— Start —

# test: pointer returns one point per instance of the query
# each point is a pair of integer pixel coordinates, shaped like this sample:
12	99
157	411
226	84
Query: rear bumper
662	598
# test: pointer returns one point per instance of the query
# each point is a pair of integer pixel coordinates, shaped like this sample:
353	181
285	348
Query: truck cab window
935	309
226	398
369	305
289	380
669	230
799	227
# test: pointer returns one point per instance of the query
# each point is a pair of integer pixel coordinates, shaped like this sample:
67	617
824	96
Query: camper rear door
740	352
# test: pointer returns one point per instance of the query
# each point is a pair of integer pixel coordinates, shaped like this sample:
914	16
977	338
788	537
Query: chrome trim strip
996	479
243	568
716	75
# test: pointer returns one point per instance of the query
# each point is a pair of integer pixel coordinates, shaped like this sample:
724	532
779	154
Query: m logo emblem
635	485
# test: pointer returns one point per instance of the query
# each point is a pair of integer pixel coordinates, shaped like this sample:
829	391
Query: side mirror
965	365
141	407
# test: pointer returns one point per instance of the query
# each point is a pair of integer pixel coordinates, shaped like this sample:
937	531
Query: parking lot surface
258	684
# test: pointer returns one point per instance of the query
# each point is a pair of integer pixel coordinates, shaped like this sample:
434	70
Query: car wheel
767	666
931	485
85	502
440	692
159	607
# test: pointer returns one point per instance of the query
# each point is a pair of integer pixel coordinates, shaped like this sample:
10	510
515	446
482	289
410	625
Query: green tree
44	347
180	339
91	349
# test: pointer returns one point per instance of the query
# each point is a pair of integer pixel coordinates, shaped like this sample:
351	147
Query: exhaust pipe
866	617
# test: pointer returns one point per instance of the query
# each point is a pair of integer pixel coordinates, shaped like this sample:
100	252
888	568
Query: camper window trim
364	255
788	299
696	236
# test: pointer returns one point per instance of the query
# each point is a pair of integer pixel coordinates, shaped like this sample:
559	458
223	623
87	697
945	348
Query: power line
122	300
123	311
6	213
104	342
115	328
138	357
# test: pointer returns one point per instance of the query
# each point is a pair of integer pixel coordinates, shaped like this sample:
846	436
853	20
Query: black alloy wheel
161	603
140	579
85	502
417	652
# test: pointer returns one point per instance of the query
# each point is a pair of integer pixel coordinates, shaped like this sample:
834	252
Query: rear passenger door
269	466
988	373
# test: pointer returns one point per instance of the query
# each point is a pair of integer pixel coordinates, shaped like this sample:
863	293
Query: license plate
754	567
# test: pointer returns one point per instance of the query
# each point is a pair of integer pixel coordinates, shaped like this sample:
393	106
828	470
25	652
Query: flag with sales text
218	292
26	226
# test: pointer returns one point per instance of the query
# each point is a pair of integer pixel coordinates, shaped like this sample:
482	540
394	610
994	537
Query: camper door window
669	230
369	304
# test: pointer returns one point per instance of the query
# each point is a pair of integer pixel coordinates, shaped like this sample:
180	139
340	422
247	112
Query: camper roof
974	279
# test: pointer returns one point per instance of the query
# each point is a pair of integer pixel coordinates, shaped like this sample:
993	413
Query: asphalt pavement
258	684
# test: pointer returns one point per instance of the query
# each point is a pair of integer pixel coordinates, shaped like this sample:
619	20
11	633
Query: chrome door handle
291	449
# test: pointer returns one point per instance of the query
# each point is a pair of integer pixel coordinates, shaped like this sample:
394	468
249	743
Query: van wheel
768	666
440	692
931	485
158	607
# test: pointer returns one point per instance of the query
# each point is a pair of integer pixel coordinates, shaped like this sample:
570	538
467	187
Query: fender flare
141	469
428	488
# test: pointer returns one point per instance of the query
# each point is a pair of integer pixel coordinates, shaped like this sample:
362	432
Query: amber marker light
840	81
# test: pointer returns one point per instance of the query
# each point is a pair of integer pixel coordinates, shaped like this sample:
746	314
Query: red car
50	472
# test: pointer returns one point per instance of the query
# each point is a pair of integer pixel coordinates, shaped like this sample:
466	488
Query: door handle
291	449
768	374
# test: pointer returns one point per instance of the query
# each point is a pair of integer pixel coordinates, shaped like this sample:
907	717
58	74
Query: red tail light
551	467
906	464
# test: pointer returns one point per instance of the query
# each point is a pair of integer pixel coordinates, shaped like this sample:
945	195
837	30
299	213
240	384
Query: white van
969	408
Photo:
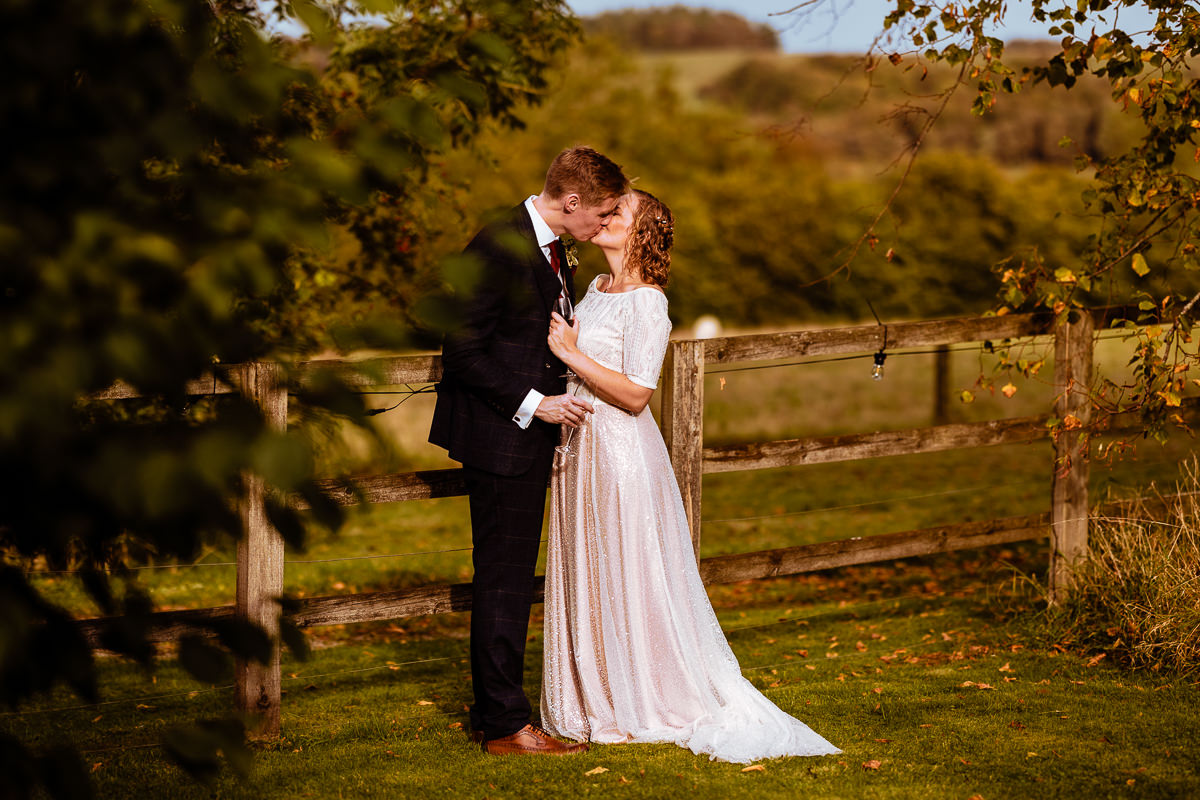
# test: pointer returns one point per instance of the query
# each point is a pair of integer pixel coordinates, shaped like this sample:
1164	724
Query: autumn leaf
1139	265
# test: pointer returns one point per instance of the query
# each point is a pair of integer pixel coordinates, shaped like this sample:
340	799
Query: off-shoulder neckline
595	284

— End —

> _Exercise objective_
In your copy, leave out the pictures and reproduce the material above exactly.

> _Final result_
# test: pointer returns one point per instance of the query
# each point is a pair of integer pixel coordinates, shaped like this sample:
12	99
157	411
226	84
Query: rear bumper
662	598
# test: pointer returns one point per instance of the query
# each point is a pair of integer pixel coordinates, shaped like this sample:
353	181
285	348
Query: truck cab window
935	309
226	398
369	305
289	380
669	230
799	227
# test: pointer returns one point per instance of the query
# each point is a pair of integer pixel coordinates, shaped like this sample:
67	617
824	96
Query: camper rear door
740	352
# test: pointer returns one point per instance of the query
# each point is a pair of integer pixel coordinates, shaped like this sample:
914	16
977	338
788	537
Query: chrome trim strip
996	479
243	568
716	75
# test: pointer returns one point per instance of the query
# each point is a pair of integer pixel coordinates, shaped like this sample:
724	532
779	154
Query: m logo emblem
635	485
# test: pointer returns one point per instance of the query
# each point is a pair of integer pixel coordinates, shaped like this sample:
829	391
Query: side mirror
965	365
141	407
# test: pointer returns one point per instance of the query
# each point is a pair of integer pixel coordinates, shaped like this sample:
937	531
Query: parking lot surface
258	684
# test: pointer returns one point per instance of the query
# each point is a pair of integer pixel coordinates, shaped like this sample:
434	70
Query: car wheel
767	666
931	485
85	502
440	692
159	607
# test: pointer returns one point per instance of the query
# each point is a pair of integer pixel coordinates, shaped like this sample:
10	510
515	446
482	289
410	625
Query: green tree
44	347
180	339
91	349
# test: pointer returns one point per instance of the query
# each point is a pair of integer pixel coordinates, shaped like this sample:
351	147
Query: exhaust pipe
866	617
# test: pointer returns one point per instance of the query
# each point is a pair of integer pixel coordinates, shaped like this sample:
100	252
888	568
Query: camper window trim
364	255
788	299
696	236
# test: pointer returns one point per instance of the query
# each point is a pair of integer pixel coordinates, shaped like this sample:
559	458
223	623
87	697
945	348
Query: power line
122	300
123	311
6	213
104	342
115	328
138	357
# test: pointer returns one point per instance of the query
# each point is a pair of integer pixel coordinates, shaped like this sample:
846	436
853	20
Query: black alloy wheel
161	603
140	579
85	502
417	652
# test: pointer returns one point per instance of the query
# each point is a pair of integer pixel coordinates, shaped like this sample:
834	252
Query: rear passenger door
269	466
988	373
# test: pointer returns one point per instance of the query
# each point is a pair of integer pixel coordinates, shaped like this sample:
863	293
Query: license plate
754	567
# test: pointer returns one point per instance of the query
# each point is a pair of integer pixel coordinates, shaped like this sample:
393	106
828	470
25	652
Query: flag with sales text
218	292
26	226
# test: pointer returns one point per instance of the query
# each point is a pair of integer pixel coordinates, shaped like this sample:
482	540
394	610
994	537
Query: camper door window
669	230
369	304
# test: pointer returns one point per instance of the query
# each point is a pair of integer pixel coordinates, shaped like this sample:
180	139
340	422
247	112
Query: camper roof
974	279
# test: pointer returns one point per instance of the query
# each point is a pair of integer pixel coordinates, shaped like this sample:
993	413
Query: asphalt pavement
258	684
# test: pointer returns one point per instance of the query
# each point is a pair of integer pixel coordinates, shaped like this sample:
619	20
11	633
Query: chrome door handle
291	449
# test: pointer returns one point per instance of the query
# each point is a pair of integer pixel coordinates, shaped like this sample:
394	468
249	743
Query: van wheel
768	666
440	692
931	485
158	607
# test: pointer returns one point per instance of the query
# each point is a pair of integer pixel coordinates, shaped like this sample:
570	538
467	187
Query: fender flare
141	469
428	488
# test: pointer returns one point per instance of the query
# each point is a pair of integer pixel coordinates, shaped like this sample:
362	432
Query: amber marker light
840	81
# test: pointer returns one point per instance of the query
# each point is a pair of integer pixel coordinates, shaped like this sample:
746	314
Query: red car
50	472
# test: pointer returns one point per instance of the query
# each point is a pair of integer pixel coordinates, shaped like this sample:
466	488
Query: door handle
291	449
768	374
# test: pointer returns one point per instance of the query
# each point is a pair of integer pixel coordinates, shaped like this sample:
907	717
58	74
Query: red tail light
551	467
906	464
# test: pointer returns one point per instance of the query
# each point is a pair of integer pixel coordinates, shaped like this sample:
945	195
837	30
299	213
240	384
Query: white van
969	408
Photo:
# test: pointer returns one point per instance of the query
# each point is a pair of integer pixel coordinates, shaped like this sample:
1164	724
Query: autumn leaf
1139	265
# test: pointer returns one point per instance of the query
# each point is a pair of integer pixel coordinates, shaped like this sample:
340	799
Query: off-shoulder neckline
595	284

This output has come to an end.